(Textauszug):
+---+

Und wie sollte ein Westernsattel sitzen? Generell gelten für Westernsättel ähnliche Kriterien wie für klassisch englische Sättel. Als ursprünglicher Arbeitssattel für lange Ritte ist ein Westernsattel bis heute darauf ausgelegt, das Reitergewicht auf einer möglichst großen Fläche zu verteilen. Er liegt weit nach vorne gezogen auf dem Schulterblatt und sollte deshalb in der Kammer unbedingt weit genug sein. Der Sattelbaum liegt auf beiden Seiten des Widerristes sehr tief auf und hat so eine sehr stabile Lage. Er sollte jedoch über dem Widerrist hoch genug sein, im angegurteten Zustand sollten mindestens zwei bis drei Fingerbreit Platz zwischen Widerrist und Fork sein. Die weitere Auflagefläche wird wie beim englischen Sattel beurteilt: man fährt, ohne vorher zu gurten, mit der flachen Hand zwischen Pferderücken und Sattel durch. Ist an einer Stelle mehr Druck zu spüren, passt die Form des Sattels nicht. Bei kompakten, kurzen Pferden hat der Rücken nicht so viel Platz für einen Sattel, man sollte deshalb auf abgerundete Lederecken hinten, so genannte Round Skirts, achten. Andernfalls stößt das Sattelleder in der Biegung an die Hüfthöcker des Pferdes und verursacht Schmerzen. Das Pferd wird seine Hinterhand immer weniger aktiv einsetzen und im Galopp nicht mehr durchspringen, sondern einen gelaufenen Vierschlag zeigen. Für die meisten Sattelmodelle gilt außerdem: gurtet man den Sattel fest, darf er ohne Reiter am hinteren Ende ein oder zwei Fingerbreit in die Luft kommen. Setzt sich der Reiter dann in den Sattel, kommt der Sattel auch hinten auf den Pferderücken und die Schulter hat genügend Bewegungsfreiheit.

+---+

(Arbeitsmaterial):
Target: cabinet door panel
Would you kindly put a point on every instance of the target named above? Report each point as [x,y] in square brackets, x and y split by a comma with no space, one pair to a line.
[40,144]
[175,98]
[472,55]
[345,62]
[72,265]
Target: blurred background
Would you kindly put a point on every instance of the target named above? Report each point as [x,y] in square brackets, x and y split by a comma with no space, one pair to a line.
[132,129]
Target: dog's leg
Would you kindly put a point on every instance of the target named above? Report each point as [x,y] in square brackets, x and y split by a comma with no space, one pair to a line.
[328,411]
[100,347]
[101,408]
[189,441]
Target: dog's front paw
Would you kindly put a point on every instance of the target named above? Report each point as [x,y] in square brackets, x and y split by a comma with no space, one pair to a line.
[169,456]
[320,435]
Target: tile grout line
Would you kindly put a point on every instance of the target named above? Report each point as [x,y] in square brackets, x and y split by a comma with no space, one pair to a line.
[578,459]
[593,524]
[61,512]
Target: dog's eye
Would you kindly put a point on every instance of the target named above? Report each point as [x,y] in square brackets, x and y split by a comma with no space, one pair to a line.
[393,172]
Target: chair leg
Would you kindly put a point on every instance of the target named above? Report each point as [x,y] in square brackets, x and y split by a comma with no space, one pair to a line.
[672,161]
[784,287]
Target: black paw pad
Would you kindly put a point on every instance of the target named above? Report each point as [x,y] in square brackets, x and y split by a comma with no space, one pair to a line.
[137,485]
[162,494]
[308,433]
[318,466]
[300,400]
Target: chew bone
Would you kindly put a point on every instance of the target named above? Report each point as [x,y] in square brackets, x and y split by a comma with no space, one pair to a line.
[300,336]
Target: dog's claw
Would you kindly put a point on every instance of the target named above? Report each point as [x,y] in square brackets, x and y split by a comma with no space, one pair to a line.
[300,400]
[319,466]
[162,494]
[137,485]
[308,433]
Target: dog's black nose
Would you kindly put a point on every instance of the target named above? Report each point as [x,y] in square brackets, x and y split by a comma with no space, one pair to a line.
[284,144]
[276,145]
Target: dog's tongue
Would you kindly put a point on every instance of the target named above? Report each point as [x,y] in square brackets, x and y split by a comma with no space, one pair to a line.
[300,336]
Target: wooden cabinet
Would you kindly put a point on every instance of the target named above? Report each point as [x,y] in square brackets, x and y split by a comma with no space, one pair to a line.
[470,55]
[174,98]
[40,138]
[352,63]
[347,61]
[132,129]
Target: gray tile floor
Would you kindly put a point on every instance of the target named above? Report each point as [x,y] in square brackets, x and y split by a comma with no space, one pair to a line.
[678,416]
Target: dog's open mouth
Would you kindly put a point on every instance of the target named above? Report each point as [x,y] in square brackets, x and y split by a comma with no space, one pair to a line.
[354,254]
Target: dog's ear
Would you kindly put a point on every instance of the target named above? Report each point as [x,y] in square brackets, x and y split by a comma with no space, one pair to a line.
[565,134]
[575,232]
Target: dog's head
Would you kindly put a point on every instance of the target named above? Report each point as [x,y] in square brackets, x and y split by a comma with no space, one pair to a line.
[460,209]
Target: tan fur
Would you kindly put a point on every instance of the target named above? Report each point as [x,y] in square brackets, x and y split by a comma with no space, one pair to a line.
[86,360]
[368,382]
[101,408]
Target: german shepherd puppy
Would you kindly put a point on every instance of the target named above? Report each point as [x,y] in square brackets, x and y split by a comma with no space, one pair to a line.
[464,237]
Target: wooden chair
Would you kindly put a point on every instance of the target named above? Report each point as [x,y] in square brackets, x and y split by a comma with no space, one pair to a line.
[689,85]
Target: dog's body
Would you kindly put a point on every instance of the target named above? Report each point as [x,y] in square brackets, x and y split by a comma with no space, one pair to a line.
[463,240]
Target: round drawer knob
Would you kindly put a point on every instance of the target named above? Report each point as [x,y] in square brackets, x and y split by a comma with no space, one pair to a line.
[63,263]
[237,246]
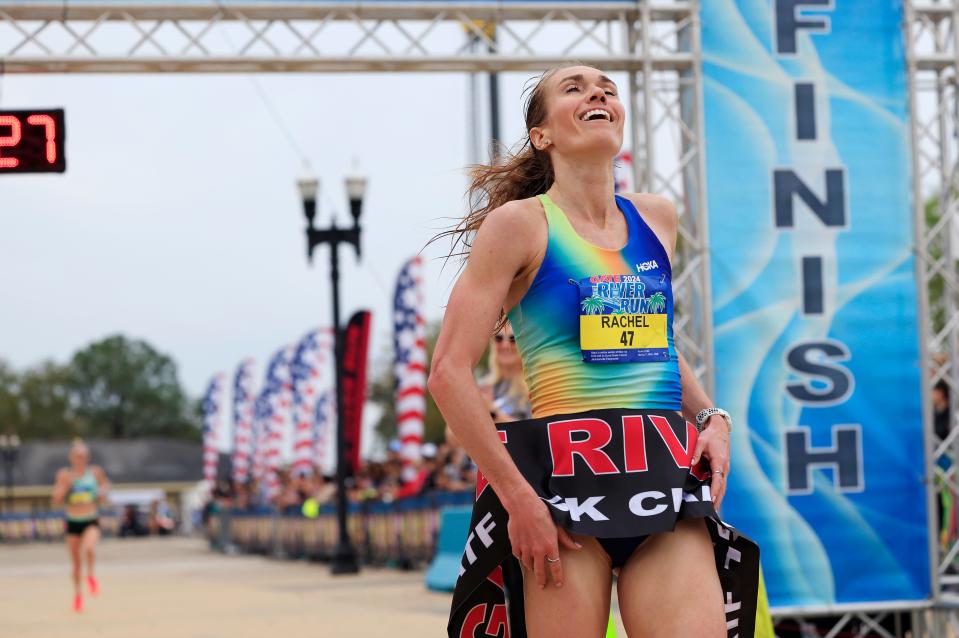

+---+

(Aufgaben):
1) Fasse den Absatz des Textauszugs, der mit „Und wie sollte ein Westernsattel sitzen?“ beginnt, als kurze Stichpunktliste zusammen und behalte dabei die wichtigsten Fakten bei.
2) Wie viel Platz sollte laut dem Textauszug im angegurteten Zustand zwischen Widerrist und Fork sein?
3) Führe den Textauszug über den Sitz des Westernsattels im gleichen Stil weiter.
Die Daten spielen hierbei keine Rolle.

(Erwartete Lösungen):
1)
- Für Westernsättel gelten ähnliche Kriterien wie für englische Sättel.
- Als Arbeitssattel für lange Ritte verteilt er das Reitergewicht auf eine möglichst große Fläche.
- Er liegt weit vorne auf dem Schulterblatt, daher muss die Kammer weit genug sein.
- Der Sattelbaum liegt beidseitig des Widerristes tief auf und liegt dadurch stabil.
- Im angegurteten Zustand sollten zwischen Widerrist und Fork mindestens zwei bis drei Fingerbreit Platz sein.
- Die Auflagefläche prüft man ungegurtet mit der flachen Hand. Ist an einer Stelle mehr Druck zu spüren, passt die Form nicht.
- Für kompakte, kurze Pferde eignen sich abgerundete hintere Lederecken (Round Skirts). Sonst stößt das Leder an die Hüfthöcker und verursacht Schmerzen.
- Die Folge sind eine weniger aktive Hinterhand und im Galopp ein gelaufener Vierschlag.
- Fest gegurtet darf sich der Sattel ohne Reiter hinten ein bis zwei Fingerbreit anheben. Mit Reiter liegt er dann hinten auf, und die Schulter hat genügend Bewegungsfreiheit.

2) Mindestens zwei bis drei Fingerbreit.

3)
Für eine Korrektur ist es nie zu spät!

Besser spät als nie! Wenn Sie einen schlecht sitzenden Sattel als Auslöser für bisher unerklärliche Probleme feststellen, heißt es reagieren. Eine einfache Lösung gibt es allerdings nicht, es sind immer mehrere Schritte nötig, die Hand in Hand gehen müssen, um das Problem aus der Welt zu schaffen. Als erstes muss der Sattel angepasst oder eventuell ein neuer – oder ein vorübergehender – Sattel angeschafft werden. Dann muss das Pferd behandelt werden. Akupunktur, Osteopathie, Meridianbehandlungen und Homöopathie helfen, die vorhandenen Schmerzen und Anhaftungen schnell zu beseitigen und dem Pferd wieder Freude an der Arbeit zu vermitteln. Merke: Der Abbau eines Muskels dauert nur wenige Wochen, der Aufbau dagegen mehrere Monate – und ohne therapeutische Hilfe hilft auch ein geänderter oder neuer Sattel nichts! Richtiges Arbeiten für die jeweiligen Muskelgruppen ist ebenso unerlässlich wie die Therapie. Die richtig ausgeübte Dressurarbeit, egal welcher Reitweise, ist Gymnastik für das Pferd und gerade in der Aufbauphase der geschädigten Muskulatur neben entspannenden Ausritten das Mittel der Wahl.

Und noch einmal
Schlecht sitzende Sättel haben weit reichende Folgen!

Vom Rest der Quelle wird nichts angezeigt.